Work instruction
Answer these questions using the management discussion excerpt.
(a) In which item are the Risk Factors included?
(b) What was the benefit ratio for the Unum US segment for 2010?
(c) By what percent did sales of voluntary benefits change in 2010 compared to 2009?

Excerpt to read
ITEM 7. MANAGEMENTS DISCUSSION AND ANALYSIS OF FINANCIAL CONDITION AND RESULTS OF OPERATIONS
The discussion and analysis presented in this section should be read in conjunction with the Cautionary Statement Regarding Forward-Looking Statements included below the Table of Contents, Risk Factors included in Item 1A, Selected Financial Data included in Item 6, and the Consolidated Financial Statements and notes thereto included in Item 8.
During 2010, our focus remained on disciplined top-line growth and capital management. Objectives for the year included:
A discussion of our operating performance and capital management follows.
2010 Operating Performance and Capital Management
For 2010 we reported net income per share, assuming dilution, of $2.71 compared to $2.57 in 2009. After-tax operating income was $2.69 per share compared to $2.57 per share in 2009. Our operating revenue by segment increased 0.9 percent over 2009, with the current economic environment continuing to negatively impact our premium growth. Operating income by segment increased 2.0 percent over 2009, with solid performance in many of our product lines. See Reconciliation of Non-GAAP Financial Measures contained herein in Item 7.
Our Unum US segment reported an increase in segment operating income of 6.6 percent in 2010 compared to 2009, with the overall risk experience across our product lines remaining generally stable. The benefit ratio for the Unum US segment for 2010 was 79.3 percent compared to 79.1 percent in 2009, with year over year improvement in benefit ratios for group disability and voluntary benefits slightly offset by the higher benefit ratio in the individual disability recently issued and long-term care product lines. Unum US premium income decreased slightly in 2010 compared to 2009. Similar to 2009, the ongoing high levels of unemployment and the competitive environment continued to pressure our sales and premium income growth. In particular, premium growth from existing customers continued to be unfavorably impacted by lower salary growth and lower growth in the number of employees covered under an existing policy. Partially offsetting this unfavorable impact on premium growth was higher persistency. Unum US sales, which were also negatively impacted by the economy and the competitive environment, decreased 5.7 percent in 2010 compared to 2009. Our group core market segment, which we define for Unum US as employee groups with fewer than 2,000 lives, reported a sales decline of 8.3 percent in 2010 relative to 2009. Sales in the group large case market segment in 2010 declined 19.8 percent compared to 2009. Sales of voluntary benefits increased 15.6 percent in 2010 compared to 2009. Persistency for all product lines remains high relative to historical levels.

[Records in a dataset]
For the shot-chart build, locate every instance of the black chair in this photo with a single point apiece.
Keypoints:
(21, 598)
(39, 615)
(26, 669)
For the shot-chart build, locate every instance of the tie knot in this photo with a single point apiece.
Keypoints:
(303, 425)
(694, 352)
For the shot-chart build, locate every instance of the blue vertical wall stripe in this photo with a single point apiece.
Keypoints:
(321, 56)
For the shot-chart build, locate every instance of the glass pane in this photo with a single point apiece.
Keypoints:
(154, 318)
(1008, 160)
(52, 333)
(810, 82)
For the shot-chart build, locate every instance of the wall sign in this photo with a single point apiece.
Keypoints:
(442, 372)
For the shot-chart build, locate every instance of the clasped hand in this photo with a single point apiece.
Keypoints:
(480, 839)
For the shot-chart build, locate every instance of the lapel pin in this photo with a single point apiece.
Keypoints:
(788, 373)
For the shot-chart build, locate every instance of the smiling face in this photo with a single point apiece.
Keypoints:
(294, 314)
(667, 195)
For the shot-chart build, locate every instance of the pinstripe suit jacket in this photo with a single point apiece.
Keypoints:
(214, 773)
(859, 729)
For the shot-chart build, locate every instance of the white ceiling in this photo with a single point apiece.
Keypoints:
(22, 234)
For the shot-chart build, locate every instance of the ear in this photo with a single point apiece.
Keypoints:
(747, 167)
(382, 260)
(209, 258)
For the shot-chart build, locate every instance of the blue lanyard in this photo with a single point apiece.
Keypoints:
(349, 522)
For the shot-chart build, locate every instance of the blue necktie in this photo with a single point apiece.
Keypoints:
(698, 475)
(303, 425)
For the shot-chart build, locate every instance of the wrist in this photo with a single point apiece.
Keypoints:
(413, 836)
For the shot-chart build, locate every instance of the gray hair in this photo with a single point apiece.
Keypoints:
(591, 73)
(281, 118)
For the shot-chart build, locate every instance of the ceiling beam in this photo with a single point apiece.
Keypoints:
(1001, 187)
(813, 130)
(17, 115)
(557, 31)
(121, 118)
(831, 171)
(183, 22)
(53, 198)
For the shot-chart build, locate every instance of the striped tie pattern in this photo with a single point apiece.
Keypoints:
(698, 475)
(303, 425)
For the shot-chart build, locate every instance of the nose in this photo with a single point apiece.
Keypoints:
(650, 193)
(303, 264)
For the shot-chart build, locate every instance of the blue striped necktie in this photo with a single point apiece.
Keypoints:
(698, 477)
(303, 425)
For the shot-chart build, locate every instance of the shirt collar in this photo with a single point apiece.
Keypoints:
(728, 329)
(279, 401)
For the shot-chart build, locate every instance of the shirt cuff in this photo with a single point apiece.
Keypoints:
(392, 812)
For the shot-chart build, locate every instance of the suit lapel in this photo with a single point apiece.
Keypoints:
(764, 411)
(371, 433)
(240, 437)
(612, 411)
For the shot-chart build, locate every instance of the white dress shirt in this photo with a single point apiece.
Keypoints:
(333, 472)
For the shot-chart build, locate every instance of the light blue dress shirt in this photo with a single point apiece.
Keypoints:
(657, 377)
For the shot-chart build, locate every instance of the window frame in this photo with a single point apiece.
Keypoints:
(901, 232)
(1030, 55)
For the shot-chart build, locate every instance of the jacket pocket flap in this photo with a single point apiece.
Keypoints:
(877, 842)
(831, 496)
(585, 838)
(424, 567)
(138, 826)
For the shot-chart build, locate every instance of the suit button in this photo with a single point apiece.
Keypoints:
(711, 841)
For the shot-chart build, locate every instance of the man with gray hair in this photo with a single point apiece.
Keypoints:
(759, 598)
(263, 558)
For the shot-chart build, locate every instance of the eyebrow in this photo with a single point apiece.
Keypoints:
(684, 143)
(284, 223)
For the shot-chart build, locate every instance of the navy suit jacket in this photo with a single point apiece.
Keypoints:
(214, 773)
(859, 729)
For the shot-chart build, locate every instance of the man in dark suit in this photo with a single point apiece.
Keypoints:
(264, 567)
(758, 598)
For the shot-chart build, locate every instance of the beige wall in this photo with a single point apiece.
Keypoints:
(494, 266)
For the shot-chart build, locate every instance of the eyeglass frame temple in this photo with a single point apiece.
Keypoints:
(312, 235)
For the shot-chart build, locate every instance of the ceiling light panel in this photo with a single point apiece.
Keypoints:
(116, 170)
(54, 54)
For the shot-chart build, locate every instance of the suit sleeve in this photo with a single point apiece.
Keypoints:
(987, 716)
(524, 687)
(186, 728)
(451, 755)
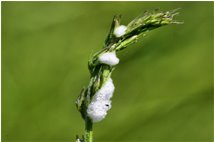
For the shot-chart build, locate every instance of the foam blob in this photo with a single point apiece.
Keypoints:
(97, 110)
(109, 58)
(101, 103)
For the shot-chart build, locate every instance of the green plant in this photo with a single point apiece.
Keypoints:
(94, 101)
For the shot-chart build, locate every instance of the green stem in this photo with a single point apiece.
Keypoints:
(88, 130)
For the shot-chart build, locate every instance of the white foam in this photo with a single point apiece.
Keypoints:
(101, 103)
(109, 58)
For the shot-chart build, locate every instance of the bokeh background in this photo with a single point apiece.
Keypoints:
(164, 90)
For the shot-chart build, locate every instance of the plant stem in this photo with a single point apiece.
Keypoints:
(88, 130)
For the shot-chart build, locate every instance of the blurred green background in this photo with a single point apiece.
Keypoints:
(164, 90)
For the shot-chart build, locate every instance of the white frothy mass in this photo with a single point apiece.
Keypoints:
(109, 58)
(120, 31)
(101, 103)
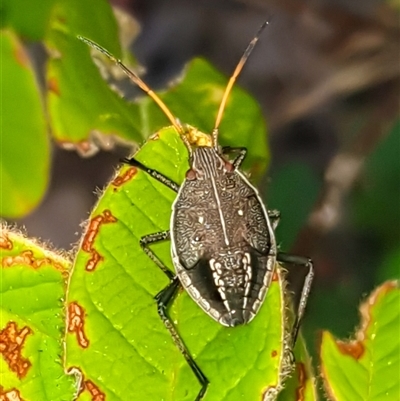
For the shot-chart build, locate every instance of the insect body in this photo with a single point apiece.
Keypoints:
(222, 236)
(223, 245)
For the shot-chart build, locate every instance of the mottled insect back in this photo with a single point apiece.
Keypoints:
(223, 244)
(222, 236)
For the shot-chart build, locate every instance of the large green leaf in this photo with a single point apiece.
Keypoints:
(25, 155)
(32, 291)
(121, 346)
(367, 367)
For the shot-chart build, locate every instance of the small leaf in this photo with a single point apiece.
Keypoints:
(367, 368)
(25, 155)
(33, 285)
(121, 345)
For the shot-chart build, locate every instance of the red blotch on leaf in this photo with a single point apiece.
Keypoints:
(354, 349)
(76, 322)
(302, 374)
(125, 177)
(5, 242)
(94, 391)
(10, 395)
(28, 258)
(11, 344)
(90, 236)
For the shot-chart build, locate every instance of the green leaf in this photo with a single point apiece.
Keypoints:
(120, 344)
(33, 284)
(25, 155)
(82, 103)
(367, 368)
(301, 385)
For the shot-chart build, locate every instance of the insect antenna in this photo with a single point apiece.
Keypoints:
(143, 86)
(232, 81)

Response to this exercise
(a) Item 1A
(b) 79.3 percent
(c) They increased 15.6 percent.